Work task ::
Go through the records below and restate each one word for word.

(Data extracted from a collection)
■ ■ ■

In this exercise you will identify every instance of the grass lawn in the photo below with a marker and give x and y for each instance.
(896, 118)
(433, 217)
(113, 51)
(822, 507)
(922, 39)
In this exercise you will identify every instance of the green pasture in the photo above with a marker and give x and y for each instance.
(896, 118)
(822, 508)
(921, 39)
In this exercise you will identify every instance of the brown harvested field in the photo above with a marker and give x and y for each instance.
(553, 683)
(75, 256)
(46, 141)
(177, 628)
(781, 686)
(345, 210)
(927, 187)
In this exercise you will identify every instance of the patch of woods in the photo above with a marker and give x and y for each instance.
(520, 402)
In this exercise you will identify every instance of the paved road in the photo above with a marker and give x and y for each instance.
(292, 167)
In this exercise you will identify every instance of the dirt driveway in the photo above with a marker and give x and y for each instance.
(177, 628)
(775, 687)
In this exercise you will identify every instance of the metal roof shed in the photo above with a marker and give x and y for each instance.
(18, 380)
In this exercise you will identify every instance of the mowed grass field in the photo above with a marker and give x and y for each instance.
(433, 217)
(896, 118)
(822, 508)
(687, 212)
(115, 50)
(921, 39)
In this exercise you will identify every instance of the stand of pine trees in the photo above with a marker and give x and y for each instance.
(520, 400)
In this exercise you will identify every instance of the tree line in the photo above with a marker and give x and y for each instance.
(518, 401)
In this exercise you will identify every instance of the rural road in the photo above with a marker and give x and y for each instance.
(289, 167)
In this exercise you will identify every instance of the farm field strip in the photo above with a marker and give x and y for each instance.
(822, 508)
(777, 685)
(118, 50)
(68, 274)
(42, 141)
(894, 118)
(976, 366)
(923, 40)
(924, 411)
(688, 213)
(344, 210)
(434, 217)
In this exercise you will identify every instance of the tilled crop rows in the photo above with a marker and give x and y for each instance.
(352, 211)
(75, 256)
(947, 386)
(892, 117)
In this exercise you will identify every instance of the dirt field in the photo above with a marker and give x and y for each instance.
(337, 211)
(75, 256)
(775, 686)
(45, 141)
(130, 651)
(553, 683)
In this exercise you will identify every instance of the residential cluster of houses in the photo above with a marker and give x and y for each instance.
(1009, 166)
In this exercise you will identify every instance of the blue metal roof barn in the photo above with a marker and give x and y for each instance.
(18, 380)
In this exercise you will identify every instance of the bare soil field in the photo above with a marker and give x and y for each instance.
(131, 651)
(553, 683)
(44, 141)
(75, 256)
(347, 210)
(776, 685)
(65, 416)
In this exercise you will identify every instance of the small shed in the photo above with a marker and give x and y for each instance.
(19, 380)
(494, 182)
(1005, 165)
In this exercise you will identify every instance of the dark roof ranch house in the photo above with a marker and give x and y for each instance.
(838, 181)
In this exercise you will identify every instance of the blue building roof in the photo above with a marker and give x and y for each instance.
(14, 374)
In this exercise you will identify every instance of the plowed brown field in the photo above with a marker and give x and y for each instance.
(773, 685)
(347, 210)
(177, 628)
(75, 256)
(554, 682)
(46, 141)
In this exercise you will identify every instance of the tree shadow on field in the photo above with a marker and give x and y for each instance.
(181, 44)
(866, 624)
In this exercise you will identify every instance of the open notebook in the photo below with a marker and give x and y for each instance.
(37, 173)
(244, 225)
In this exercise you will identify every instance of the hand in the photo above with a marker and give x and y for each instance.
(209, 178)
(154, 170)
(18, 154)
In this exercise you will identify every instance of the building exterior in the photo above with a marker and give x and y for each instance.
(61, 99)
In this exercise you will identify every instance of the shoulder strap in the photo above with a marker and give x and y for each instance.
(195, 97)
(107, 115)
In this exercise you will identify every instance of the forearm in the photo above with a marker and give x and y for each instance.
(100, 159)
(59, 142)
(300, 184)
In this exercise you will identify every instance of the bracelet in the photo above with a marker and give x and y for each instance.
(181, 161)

■ ■ ■

Finished exercise ::
In this exercise you will identify every instance of the grass lawn in the photo below with a marker and give x and y for each instance.
(896, 118)
(433, 217)
(113, 51)
(822, 507)
(922, 39)
In this exercise you will identify every instance of the green pasture in the photo above with a marker and give x and y for each instance.
(896, 118)
(822, 508)
(921, 39)
In this exercise you will identify every instance of the brown harvested field in the photo above with a marker and give x and y for each instance.
(553, 683)
(75, 256)
(46, 141)
(177, 628)
(781, 686)
(345, 210)
(927, 187)
In this exercise you will identify every instance of the patch of woods in the photo above with a marker and give x and y for each instance.
(520, 402)
In this exercise you will identify every instance of the paved road in the photo above with a marker and give x and y for each instance.
(292, 167)
In this exercise you will identify every instance of the dirt driveway in the photo above with a marker and give x and y for each instance.
(177, 628)
(775, 687)
In this exercise you will identify every instance of the metal roof shed in the photo above with a marker and give x and y for each instance.
(18, 380)
In this exercise you will identify every instance of the mowed grass field in the photo above with a marker and give x and y for each instance.
(433, 217)
(896, 118)
(822, 508)
(687, 212)
(115, 50)
(921, 39)
In this exercise you will identify every instance of the stand of pine trees in the photo above with a marker and give x and y for each instance.
(520, 400)
In this exercise you will identify every instance of the tree line in the photo above with a marker and give x and y for each instance.
(518, 401)
In this exercise you will identify every instance of the rural road in the photo above with a marker and give x and y for each instance.
(289, 167)
In this exercise you will identify every instance of the farm field strip in the photo above with a marker and give x and y for each instance.
(822, 508)
(777, 685)
(118, 50)
(68, 274)
(42, 141)
(894, 118)
(976, 366)
(923, 40)
(924, 411)
(688, 213)
(344, 210)
(434, 217)
In this exercise you will identify every instance of the tilled crop rows in the photo above with a marker and give x and y for each instance.
(352, 211)
(75, 256)
(947, 386)
(892, 117)
In this exercise you will identify every instance of the dirt field in the photo above with a marker and give x and y for each instance.
(337, 211)
(75, 256)
(775, 686)
(45, 141)
(130, 651)
(553, 683)
In this exercise you will identify every instance of the residential cluster of houses in the photo above with a marker and give x and y for each instance.
(1009, 166)
In this exercise you will identify every instance of the blue metal roof barn in the photo above with a marker and give x and y for each instance.
(18, 380)
In this exercise you will identify every instance of the bare soil field in the photo above with a marker and give x and y for each instance.
(131, 651)
(553, 683)
(44, 141)
(75, 256)
(347, 210)
(776, 685)
(65, 416)
In this exercise you will identify every instance of the small shed in the photo above with a marker and give x and y for each instance.
(19, 380)
(494, 182)
(1005, 165)
In this exercise you will identify every instance of the dark roof ranch house in the photo above with a marker and give x and y for each instance.
(838, 181)
In this exercise you will identify every instance of the blue building roof in the photo above with a marker and give x and y for each instance.
(14, 374)
In this exercise you will identify every instance of the plowed brown field in the photo above with a marker and give x and y for each instance.
(773, 685)
(347, 210)
(177, 628)
(75, 256)
(554, 682)
(46, 141)
In this exercise you will identify every instance of the tree shadow on field in the photo above with a marker and give x and y for each instance.
(181, 44)
(866, 624)
In this exercise you will identify every instance of the open notebook in the photo below with a marker and give x and y for each instance.
(37, 173)
(244, 225)
In this exercise you will identify every instance of the hand in the photo above with a marker and give x and y for each instance.
(209, 178)
(154, 170)
(18, 154)
In this exercise you will identify every instance of the building exterior in the photo above with a marker and give x and y for each instance.
(61, 99)
In this exercise you will identify every instance of the shoulder strap in the photo above with a marker and give x and y for each instance.
(195, 97)
(107, 115)
In this exercise you will identify every instance of the forearm in the photo above with a marker and give x and y for each instance.
(100, 159)
(59, 142)
(300, 184)
In this exercise you will identify every instance of the bracelet in the photo above with a marker and give x and y for each instance.
(181, 161)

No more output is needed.